___ Listed records
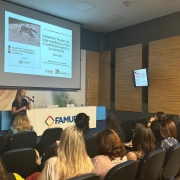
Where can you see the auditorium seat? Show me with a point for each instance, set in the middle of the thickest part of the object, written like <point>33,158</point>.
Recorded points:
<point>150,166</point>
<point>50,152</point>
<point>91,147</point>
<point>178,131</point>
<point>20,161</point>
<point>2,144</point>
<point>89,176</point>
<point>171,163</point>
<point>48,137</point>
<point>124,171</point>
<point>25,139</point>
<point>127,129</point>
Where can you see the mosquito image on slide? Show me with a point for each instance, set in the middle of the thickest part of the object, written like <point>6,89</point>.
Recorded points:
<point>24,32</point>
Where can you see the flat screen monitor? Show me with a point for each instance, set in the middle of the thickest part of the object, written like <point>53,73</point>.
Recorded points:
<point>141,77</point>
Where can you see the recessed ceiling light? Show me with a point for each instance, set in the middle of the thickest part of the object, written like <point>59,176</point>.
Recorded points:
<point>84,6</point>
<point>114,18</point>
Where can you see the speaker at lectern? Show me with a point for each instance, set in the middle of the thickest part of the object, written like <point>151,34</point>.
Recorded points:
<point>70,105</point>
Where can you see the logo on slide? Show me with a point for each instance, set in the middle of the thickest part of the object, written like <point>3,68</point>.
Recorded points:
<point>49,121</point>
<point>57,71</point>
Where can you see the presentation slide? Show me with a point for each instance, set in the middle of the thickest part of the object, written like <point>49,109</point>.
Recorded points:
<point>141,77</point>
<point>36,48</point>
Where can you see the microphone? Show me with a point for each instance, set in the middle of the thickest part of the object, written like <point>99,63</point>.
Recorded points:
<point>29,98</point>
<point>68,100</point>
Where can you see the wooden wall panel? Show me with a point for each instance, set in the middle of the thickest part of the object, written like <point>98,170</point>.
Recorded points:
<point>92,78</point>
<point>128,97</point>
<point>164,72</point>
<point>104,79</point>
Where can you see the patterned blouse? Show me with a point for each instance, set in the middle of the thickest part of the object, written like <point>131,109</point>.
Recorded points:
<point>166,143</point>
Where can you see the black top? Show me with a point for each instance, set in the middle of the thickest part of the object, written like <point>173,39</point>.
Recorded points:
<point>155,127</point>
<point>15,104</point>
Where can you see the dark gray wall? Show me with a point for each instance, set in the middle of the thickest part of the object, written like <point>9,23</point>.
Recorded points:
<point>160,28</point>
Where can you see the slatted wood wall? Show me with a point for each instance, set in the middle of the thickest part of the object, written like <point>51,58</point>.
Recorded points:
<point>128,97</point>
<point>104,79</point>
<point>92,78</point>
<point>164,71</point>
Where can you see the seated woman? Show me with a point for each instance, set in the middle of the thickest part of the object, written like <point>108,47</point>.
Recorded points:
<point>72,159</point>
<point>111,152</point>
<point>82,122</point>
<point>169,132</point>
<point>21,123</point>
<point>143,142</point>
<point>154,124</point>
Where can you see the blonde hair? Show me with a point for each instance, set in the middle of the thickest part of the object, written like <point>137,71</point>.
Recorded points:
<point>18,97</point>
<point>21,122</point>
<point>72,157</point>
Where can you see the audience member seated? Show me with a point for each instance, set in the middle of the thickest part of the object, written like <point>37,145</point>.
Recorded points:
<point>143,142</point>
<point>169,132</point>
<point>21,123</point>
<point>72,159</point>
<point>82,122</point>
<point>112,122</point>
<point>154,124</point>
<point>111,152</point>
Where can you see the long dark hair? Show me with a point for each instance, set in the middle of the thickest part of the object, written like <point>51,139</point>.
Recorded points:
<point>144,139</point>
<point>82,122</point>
______
___ Listed records
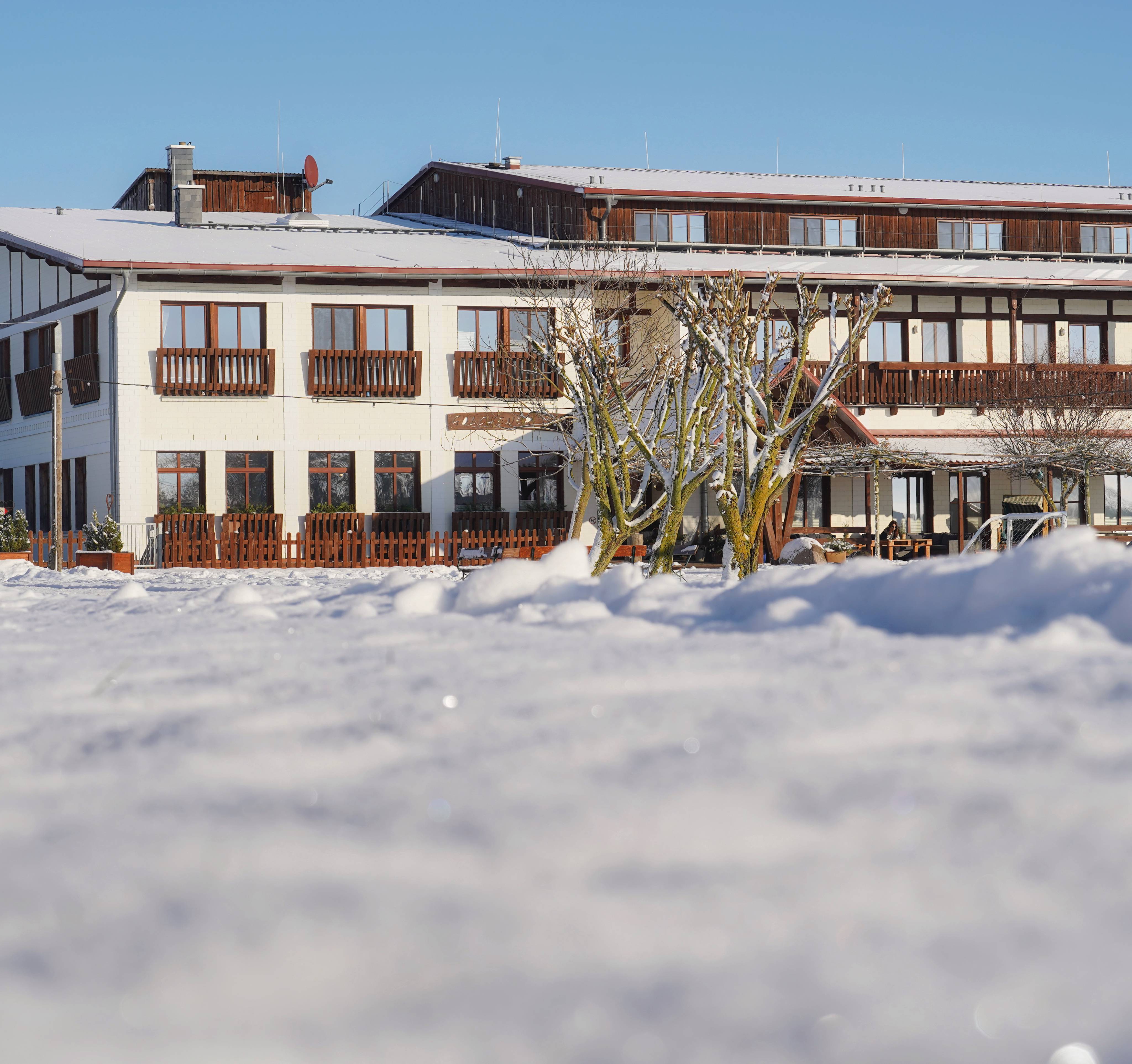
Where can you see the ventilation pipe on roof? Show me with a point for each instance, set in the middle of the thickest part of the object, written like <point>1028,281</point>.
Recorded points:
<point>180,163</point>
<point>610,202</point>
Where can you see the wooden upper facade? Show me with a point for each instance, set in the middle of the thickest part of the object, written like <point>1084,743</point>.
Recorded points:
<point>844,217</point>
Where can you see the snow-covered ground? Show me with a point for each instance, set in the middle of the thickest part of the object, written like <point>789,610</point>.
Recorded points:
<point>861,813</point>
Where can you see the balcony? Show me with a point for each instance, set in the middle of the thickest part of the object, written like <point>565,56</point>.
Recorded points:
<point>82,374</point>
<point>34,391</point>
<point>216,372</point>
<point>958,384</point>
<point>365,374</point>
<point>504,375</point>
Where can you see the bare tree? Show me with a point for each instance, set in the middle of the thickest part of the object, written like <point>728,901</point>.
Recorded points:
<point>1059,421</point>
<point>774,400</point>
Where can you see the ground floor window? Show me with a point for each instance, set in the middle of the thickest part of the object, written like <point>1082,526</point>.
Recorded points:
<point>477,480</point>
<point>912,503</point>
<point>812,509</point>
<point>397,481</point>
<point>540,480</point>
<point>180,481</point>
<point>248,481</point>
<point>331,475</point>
______
* What is being asked *
Rescale the records from the line with "Where can you see the auditorium" up to and including the line with "<point>70,105</point>", and reproduce those lines alone, requests included. Multiply every coordinate in the recorded points by 1.85, rounding to whole numbers with halves rounded up, and leave the requests and their format samples unchanged.

* Solution for this exercise *
Where can you see the auditorium seat? Show me with a point for each instance, set in the middle of the thickest part of the object, written like <point>33,158</point>.
Recorded points:
<point>278,307</point>
<point>93,281</point>
<point>168,272</point>
<point>329,242</point>
<point>37,298</point>
<point>4,266</point>
<point>165,326</point>
<point>316,302</point>
<point>89,253</point>
<point>229,316</point>
<point>46,257</point>
<point>235,239</point>
Where can you see the mosquito image on slide? Show me with a point for each instance, set in the middle of the thickest part of the object, written like <point>6,89</point>.
Recorded points:
<point>44,59</point>
Where can you see the flat screen monitor? Show me with a point for each instance, set in the middle of the thickest part of the object, written like <point>53,73</point>.
Recorded points:
<point>261,142</point>
Where can you see the recessed ceiling light? Show me with a point for each instance, set in the middle of the thickest part of the object, written like <point>59,176</point>.
Recorded points:
<point>155,11</point>
<point>211,33</point>
Where can you see the speaker at lectern? Show me with a point for each instance, set in the middle of the thickest part of the object, written like <point>151,34</point>.
Recorded points:
<point>130,194</point>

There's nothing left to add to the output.